Data extracted from a collection:
::::::

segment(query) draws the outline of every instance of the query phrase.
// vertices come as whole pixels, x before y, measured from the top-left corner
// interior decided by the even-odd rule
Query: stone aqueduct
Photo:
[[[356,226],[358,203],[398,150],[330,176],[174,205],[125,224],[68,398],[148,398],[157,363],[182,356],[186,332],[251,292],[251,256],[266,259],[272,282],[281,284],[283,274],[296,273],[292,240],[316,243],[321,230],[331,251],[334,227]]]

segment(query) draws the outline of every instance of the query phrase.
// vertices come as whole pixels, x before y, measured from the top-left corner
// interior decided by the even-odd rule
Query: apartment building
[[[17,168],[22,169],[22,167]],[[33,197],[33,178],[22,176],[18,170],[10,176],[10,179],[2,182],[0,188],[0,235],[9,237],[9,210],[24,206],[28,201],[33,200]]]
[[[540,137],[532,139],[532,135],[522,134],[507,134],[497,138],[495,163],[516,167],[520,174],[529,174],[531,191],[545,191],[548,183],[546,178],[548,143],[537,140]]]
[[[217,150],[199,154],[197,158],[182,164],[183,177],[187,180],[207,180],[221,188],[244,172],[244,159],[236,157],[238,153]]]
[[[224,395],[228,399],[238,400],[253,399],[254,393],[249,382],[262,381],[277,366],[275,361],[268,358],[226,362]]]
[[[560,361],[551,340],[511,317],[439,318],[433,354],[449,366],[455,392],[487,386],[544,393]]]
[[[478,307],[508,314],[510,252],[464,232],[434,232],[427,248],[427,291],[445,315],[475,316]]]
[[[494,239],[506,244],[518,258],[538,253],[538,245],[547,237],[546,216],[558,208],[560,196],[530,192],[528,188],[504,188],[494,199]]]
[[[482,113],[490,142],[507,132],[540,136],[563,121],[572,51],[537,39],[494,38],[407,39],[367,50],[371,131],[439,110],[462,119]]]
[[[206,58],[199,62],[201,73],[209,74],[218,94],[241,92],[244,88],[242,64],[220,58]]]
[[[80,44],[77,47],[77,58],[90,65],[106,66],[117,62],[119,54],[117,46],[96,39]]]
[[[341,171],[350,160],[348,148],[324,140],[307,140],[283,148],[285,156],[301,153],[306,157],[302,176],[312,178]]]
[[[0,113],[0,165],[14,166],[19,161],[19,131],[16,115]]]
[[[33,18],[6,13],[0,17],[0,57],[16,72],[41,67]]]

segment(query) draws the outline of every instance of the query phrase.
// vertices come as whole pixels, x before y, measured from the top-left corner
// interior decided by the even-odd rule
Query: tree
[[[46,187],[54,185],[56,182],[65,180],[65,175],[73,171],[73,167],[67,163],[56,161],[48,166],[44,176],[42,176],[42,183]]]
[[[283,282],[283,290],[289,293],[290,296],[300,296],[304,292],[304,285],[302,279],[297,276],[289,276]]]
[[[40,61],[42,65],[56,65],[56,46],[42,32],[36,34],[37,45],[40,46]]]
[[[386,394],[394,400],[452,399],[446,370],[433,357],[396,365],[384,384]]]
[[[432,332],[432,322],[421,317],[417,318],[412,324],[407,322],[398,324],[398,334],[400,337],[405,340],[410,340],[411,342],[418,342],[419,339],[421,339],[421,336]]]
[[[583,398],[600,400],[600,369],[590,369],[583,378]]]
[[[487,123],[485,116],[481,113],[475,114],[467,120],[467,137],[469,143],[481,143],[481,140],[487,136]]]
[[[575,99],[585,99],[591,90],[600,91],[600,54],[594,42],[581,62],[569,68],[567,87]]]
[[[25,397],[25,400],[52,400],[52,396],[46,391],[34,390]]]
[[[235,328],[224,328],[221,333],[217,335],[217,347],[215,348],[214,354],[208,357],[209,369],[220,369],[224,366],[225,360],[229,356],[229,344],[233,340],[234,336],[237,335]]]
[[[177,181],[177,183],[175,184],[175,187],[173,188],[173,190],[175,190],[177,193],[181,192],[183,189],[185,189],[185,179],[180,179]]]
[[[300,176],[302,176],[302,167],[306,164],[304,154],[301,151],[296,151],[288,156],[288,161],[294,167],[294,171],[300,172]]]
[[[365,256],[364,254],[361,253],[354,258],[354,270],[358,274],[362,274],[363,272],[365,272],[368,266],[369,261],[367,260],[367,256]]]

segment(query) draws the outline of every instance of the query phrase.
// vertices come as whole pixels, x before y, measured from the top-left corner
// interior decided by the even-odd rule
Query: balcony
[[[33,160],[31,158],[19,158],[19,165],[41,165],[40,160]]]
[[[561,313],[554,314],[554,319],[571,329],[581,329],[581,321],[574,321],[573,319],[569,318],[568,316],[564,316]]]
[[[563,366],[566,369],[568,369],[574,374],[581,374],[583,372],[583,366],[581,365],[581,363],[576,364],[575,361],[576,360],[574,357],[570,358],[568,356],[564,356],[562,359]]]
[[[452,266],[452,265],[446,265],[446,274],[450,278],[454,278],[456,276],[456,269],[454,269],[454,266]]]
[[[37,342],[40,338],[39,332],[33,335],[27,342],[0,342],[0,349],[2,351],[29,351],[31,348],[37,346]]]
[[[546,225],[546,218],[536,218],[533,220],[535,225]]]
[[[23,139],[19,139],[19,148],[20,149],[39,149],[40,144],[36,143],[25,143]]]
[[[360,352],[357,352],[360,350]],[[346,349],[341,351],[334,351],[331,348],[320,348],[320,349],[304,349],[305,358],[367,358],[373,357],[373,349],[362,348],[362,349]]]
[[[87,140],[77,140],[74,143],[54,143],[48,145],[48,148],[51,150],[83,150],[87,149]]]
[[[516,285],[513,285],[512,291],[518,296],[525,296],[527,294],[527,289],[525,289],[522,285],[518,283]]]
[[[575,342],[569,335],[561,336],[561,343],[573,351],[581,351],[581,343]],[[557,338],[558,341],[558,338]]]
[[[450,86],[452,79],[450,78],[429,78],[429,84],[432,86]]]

::::::

*REQUIRED ACTION*: Give back each record exactly, from the first line through the last.

*ANSWER BELOW*:
segment(query) draws the outline of every instance of the query phrase.
// vertices come as whole pixels, x before y, measured from the top-left corner
// interior decided by the even-odd rule
Query: stone aqueduct
Photo:
[[[356,226],[358,203],[398,150],[330,176],[174,205],[125,224],[68,398],[148,398],[157,363],[182,356],[186,332],[251,292],[251,256],[266,259],[272,282],[281,284],[283,274],[296,273],[292,240],[316,243],[321,230],[331,251],[334,227]]]

segment(query) draws the outline of every instance of the query phrase.
// vertices come as whole pixels, x before y, measured from the top-left corner
// interior decided by the even-odd rule
Query: apartment building
[[[17,168],[22,169],[22,167]],[[33,197],[33,178],[22,176],[18,170],[10,176],[10,179],[2,182],[0,188],[0,235],[9,237],[9,210],[24,206],[28,201],[33,200]]]
[[[540,137],[532,139],[532,135],[522,134],[507,134],[497,138],[495,163],[516,167],[520,174],[529,174],[531,191],[545,191],[548,183],[546,178],[548,143],[537,140]]]
[[[217,150],[199,154],[197,158],[182,164],[183,177],[187,180],[207,180],[221,188],[244,172],[244,159],[236,157],[238,153]]]
[[[224,395],[228,399],[238,400],[253,399],[254,393],[249,382],[262,381],[277,366],[275,361],[268,358],[226,362]]]
[[[560,361],[551,340],[511,317],[439,318],[433,354],[449,366],[455,392],[487,386],[544,393]]]
[[[478,307],[508,314],[510,252],[464,232],[434,232],[427,248],[427,291],[445,315],[475,316]]]
[[[494,239],[506,244],[518,258],[538,253],[538,245],[547,237],[546,216],[558,208],[560,196],[530,192],[528,188],[504,188],[494,199]]]
[[[482,113],[490,142],[507,132],[540,136],[563,121],[572,51],[537,39],[494,38],[407,39],[367,50],[371,131],[439,110],[462,119]]]
[[[206,58],[199,62],[201,73],[209,74],[218,94],[241,92],[244,88],[242,64],[220,58]]]
[[[80,44],[77,47],[77,58],[90,65],[106,66],[117,62],[119,54],[117,46],[96,39]]]
[[[341,171],[350,160],[348,148],[324,140],[307,140],[283,148],[285,156],[301,153],[306,157],[302,176],[312,178]]]
[[[0,113],[0,165],[14,166],[19,161],[19,131],[16,115]]]
[[[33,18],[6,13],[0,17],[0,57],[16,72],[41,67]]]

segment(query) draws the outline of every instance of the query phrase.
// vertices come as whole pixels, x before y, measured from the top-left corner
// interior decided by the even-odd rule
Query: tree
[[[46,187],[54,185],[56,182],[65,180],[65,175],[73,171],[73,167],[67,163],[56,161],[48,166],[44,176],[42,176],[42,183]]]
[[[283,282],[283,290],[289,293],[290,296],[300,296],[304,292],[304,285],[302,279],[297,276],[289,276]]]
[[[40,61],[42,65],[56,65],[56,46],[42,32],[36,34],[37,45],[40,46]]]
[[[386,394],[394,400],[452,399],[446,370],[433,357],[396,365],[384,384]]]
[[[432,332],[432,322],[421,317],[417,318],[412,324],[407,322],[398,324],[398,334],[400,337],[405,340],[410,340],[411,342],[418,342],[419,339],[421,339],[421,336]]]
[[[583,398],[600,400],[600,369],[590,369],[583,378]]]
[[[487,123],[485,116],[481,113],[475,114],[467,120],[467,137],[469,143],[481,143],[481,140],[487,136]]]
[[[575,99],[585,99],[591,90],[600,91],[600,54],[594,42],[581,62],[569,68],[567,87]]]
[[[25,397],[25,400],[52,400],[52,396],[46,391],[34,390]]]
[[[235,328],[224,328],[221,333],[217,335],[217,347],[215,348],[214,354],[208,357],[209,369],[220,369],[224,366],[225,360],[229,356],[229,344],[233,340],[234,336],[237,335]]]
[[[177,181],[177,183],[175,184],[175,187],[173,188],[173,190],[175,190],[177,193],[181,192],[183,189],[185,189],[185,179],[180,179]]]
[[[300,176],[302,176],[302,167],[306,164],[304,154],[301,151],[296,151],[288,156],[288,161],[294,167],[294,171],[300,172]]]
[[[365,256],[364,254],[361,253],[354,258],[354,270],[358,274],[362,274],[363,272],[365,272],[368,266],[369,261],[367,260],[367,256]]]

segment(query) draws the outline of every instance of the query phrase.
// vertices come as whole pixels, x before y, measured from the top-left corner
// interior decided by the even-odd rule
Query: balcony
[[[33,160],[31,158],[19,158],[19,165],[41,165],[40,160]]]
[[[561,313],[554,314],[554,319],[571,329],[581,329],[581,321],[574,321],[573,319],[569,318],[568,316],[564,316]]]
[[[563,366],[566,369],[568,369],[574,374],[581,374],[583,372],[583,366],[581,365],[581,363],[576,364],[575,361],[576,360],[574,357],[570,358],[568,356],[564,356],[562,359]]]
[[[452,266],[452,265],[446,265],[446,274],[450,278],[454,278],[456,276],[456,269],[454,269],[454,266]]]
[[[37,342],[40,338],[39,332],[33,335],[27,342],[0,342],[0,349],[2,351],[29,351],[31,348],[37,346]]]
[[[546,225],[546,218],[536,218],[533,220],[535,225]]]
[[[23,139],[19,139],[19,148],[20,149],[39,149],[40,144],[36,143],[25,143]]]
[[[360,352],[357,352],[360,350]],[[346,349],[341,351],[334,351],[331,348],[320,348],[320,349],[304,349],[305,358],[367,358],[373,357],[373,349],[362,348],[362,349]]]
[[[87,140],[77,140],[74,143],[54,143],[48,145],[48,148],[51,150],[83,150],[87,149]]]
[[[516,285],[513,285],[512,291],[518,296],[525,296],[527,294],[527,289],[525,289],[522,285],[518,283]]]
[[[575,342],[569,335],[561,336],[561,343],[573,351],[581,351],[581,343]],[[557,338],[558,341],[558,338]]]
[[[450,86],[452,79],[450,78],[429,78],[429,84],[432,86]]]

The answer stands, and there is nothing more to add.